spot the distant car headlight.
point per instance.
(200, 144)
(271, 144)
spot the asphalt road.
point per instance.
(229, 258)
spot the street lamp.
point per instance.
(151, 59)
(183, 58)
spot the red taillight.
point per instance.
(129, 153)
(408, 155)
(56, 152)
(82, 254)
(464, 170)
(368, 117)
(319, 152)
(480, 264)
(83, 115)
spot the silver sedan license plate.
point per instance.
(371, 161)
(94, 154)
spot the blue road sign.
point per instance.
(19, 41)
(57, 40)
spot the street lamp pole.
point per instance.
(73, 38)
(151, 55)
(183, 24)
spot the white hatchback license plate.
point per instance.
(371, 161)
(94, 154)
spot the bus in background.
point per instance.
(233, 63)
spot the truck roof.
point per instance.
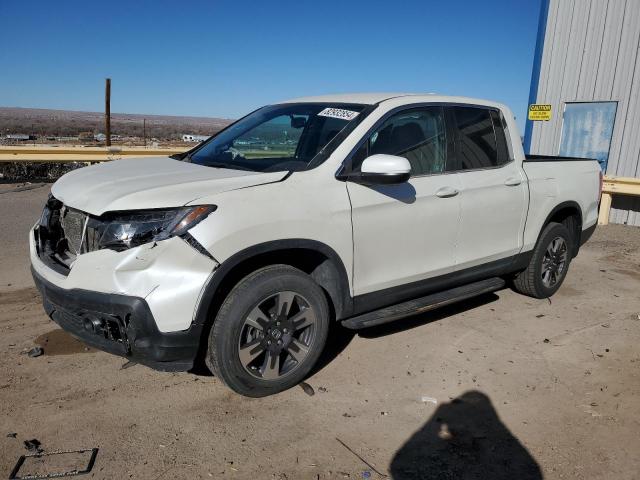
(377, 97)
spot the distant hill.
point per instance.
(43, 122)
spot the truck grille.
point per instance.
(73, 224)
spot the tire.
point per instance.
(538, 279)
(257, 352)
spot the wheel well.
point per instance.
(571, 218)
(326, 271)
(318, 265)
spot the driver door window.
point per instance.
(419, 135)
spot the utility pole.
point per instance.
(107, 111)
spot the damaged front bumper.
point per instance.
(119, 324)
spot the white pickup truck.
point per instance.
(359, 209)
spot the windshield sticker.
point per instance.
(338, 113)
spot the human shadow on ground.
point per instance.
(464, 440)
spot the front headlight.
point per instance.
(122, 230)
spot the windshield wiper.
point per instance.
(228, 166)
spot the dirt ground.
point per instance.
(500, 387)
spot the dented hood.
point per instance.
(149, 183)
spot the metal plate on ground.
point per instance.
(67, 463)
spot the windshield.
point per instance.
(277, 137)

--

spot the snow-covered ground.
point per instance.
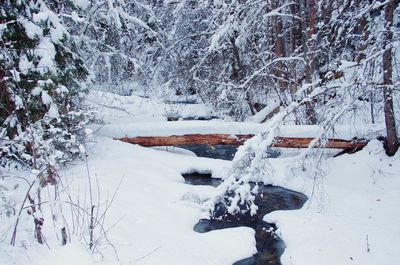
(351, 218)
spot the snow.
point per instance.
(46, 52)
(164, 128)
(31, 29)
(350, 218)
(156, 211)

== PROBLEM DESCRIPTION ==
Search the entries for the string "windshield" and copy each line where it occurs.

== RESPONSE AREA ==
spot the windshield sticker.
spot the windshield wiper.
spot the windshield.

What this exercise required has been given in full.